### [Work task]
Only the lines below starting at the one that contains "positive clicks: (625, 109)" and ending at the one that contains "box: [156, 284, 165, 308]" are to be reproduced, exactly and with both ends kept.

*** The input ***

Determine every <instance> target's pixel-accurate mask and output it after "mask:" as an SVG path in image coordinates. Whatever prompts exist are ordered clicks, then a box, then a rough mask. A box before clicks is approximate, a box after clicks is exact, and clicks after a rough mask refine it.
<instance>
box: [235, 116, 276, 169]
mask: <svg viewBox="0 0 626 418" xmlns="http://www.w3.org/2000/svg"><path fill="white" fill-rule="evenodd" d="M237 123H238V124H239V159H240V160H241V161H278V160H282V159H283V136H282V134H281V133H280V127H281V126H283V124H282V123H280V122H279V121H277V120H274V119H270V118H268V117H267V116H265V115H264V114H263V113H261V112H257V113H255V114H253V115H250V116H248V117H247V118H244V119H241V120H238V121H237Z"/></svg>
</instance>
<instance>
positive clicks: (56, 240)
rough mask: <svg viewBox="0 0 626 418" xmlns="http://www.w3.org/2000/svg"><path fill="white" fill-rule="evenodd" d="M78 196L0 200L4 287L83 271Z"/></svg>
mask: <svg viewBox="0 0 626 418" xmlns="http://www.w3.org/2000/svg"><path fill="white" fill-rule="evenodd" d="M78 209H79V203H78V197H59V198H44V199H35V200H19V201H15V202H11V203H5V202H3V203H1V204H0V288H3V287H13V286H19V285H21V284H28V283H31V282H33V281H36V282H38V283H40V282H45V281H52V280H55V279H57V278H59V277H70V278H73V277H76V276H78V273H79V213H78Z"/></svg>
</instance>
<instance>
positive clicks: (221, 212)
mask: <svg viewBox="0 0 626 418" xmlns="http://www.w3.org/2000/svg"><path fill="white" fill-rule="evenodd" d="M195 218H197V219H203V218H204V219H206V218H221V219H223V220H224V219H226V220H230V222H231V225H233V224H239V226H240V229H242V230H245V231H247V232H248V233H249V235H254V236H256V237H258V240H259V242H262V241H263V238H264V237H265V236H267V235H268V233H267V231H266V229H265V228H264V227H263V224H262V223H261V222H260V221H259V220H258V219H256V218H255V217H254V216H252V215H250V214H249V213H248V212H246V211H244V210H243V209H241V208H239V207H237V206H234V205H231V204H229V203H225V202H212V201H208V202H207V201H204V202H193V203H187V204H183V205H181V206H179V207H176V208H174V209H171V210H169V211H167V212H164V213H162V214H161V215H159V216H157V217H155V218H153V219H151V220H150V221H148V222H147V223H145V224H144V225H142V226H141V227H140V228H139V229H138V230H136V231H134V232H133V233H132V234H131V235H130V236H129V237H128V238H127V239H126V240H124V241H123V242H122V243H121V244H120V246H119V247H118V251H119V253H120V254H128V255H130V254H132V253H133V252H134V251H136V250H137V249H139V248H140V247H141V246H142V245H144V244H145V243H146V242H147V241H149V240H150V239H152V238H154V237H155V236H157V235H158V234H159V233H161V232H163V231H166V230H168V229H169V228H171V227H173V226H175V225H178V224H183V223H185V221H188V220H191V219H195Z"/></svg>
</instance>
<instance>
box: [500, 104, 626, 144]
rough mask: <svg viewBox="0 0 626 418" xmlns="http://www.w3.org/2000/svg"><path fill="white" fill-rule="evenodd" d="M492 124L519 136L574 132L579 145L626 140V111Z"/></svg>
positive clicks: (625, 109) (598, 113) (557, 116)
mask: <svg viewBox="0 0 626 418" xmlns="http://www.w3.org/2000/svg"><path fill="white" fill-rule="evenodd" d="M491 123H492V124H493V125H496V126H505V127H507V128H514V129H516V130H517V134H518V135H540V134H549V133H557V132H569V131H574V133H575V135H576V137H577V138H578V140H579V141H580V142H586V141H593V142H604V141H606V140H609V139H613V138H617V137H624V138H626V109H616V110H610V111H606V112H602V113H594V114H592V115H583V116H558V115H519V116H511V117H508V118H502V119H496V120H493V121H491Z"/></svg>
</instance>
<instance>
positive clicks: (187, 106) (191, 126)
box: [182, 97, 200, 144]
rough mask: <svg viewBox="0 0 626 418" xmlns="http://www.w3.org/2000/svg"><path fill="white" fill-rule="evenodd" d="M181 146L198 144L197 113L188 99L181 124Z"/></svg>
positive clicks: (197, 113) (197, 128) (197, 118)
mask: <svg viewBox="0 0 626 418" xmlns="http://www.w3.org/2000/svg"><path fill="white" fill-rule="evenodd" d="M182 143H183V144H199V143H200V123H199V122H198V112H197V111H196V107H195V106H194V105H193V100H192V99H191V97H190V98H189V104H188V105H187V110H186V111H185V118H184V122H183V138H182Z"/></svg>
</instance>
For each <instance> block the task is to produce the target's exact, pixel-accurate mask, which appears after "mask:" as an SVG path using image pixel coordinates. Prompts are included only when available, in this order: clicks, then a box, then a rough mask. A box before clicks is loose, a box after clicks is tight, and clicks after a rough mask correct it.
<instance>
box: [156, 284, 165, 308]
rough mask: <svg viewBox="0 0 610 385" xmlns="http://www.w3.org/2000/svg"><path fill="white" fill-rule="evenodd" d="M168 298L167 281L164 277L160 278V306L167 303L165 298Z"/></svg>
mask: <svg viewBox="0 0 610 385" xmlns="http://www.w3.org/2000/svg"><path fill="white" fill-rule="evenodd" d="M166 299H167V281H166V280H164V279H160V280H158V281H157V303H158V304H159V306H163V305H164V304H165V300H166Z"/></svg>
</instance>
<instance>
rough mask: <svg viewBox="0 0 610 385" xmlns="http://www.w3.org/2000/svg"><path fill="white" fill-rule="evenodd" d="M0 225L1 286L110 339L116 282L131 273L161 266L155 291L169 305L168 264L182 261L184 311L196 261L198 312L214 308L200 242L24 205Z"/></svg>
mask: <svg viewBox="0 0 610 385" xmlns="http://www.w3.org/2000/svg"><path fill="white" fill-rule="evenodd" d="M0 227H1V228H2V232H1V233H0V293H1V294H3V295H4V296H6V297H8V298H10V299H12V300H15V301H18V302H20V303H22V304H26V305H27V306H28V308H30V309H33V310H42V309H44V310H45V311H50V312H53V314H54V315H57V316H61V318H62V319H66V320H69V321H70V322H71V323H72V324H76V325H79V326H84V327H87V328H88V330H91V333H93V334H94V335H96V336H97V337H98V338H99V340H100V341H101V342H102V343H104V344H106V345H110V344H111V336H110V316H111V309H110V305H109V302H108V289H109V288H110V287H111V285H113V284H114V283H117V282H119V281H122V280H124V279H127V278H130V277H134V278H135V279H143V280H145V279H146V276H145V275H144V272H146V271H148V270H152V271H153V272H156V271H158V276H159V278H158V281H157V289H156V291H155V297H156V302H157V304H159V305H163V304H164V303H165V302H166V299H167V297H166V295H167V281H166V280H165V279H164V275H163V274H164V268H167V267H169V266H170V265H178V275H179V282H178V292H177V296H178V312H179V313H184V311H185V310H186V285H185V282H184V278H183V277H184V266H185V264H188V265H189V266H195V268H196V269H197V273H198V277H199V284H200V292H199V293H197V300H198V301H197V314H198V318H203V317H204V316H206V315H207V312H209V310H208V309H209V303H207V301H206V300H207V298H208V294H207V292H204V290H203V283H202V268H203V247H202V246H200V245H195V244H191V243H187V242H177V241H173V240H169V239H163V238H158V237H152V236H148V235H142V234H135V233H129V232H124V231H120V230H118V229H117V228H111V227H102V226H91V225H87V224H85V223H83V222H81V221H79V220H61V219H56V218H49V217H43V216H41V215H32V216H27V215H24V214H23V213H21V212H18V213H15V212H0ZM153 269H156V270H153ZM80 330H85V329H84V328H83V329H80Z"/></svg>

*** End of The input ***

### [Exercise answer]
positive clicks: (625, 109) (598, 113) (557, 116)
mask: <svg viewBox="0 0 626 418" xmlns="http://www.w3.org/2000/svg"><path fill="white" fill-rule="evenodd" d="M491 123H492V124H493V125H496V126H505V127H507V128H514V129H516V130H517V134H518V135H540V134H549V133H557V132H569V131H574V133H575V135H576V137H577V138H578V140H579V141H580V142H586V141H593V142H604V141H606V140H609V139H613V138H617V137H624V138H626V109H616V110H610V111H606V112H602V113H594V114H592V115H583V116H558V115H519V116H511V117H508V118H502V119H496V120H493V121H491Z"/></svg>
</instance>
<instance>
positive clicks: (187, 106) (191, 126)
box: [182, 97, 200, 144]
rough mask: <svg viewBox="0 0 626 418" xmlns="http://www.w3.org/2000/svg"><path fill="white" fill-rule="evenodd" d="M181 146L198 144L197 113L188 99L181 124Z"/></svg>
positive clicks: (197, 113) (197, 128) (197, 118)
mask: <svg viewBox="0 0 626 418" xmlns="http://www.w3.org/2000/svg"><path fill="white" fill-rule="evenodd" d="M182 143H183V144H199V143H200V123H199V122H198V112H197V111H196V107H195V106H194V105H193V100H192V99H191V97H190V98H189V104H188V105H187V110H186V111H185V118H184V122H183V138H182Z"/></svg>
</instance>
For each <instance> block the task is to produce the target's exact, pixel-accurate mask, which appears after "mask:" as an SVG path using image pixel coordinates. Prompts are included only when available, in this order: clicks, then a box, then a rough mask. A box before clicks is loose, a box after clicks is tight, and clicks after a rough mask correct it.
<instance>
box: [156, 284, 165, 308]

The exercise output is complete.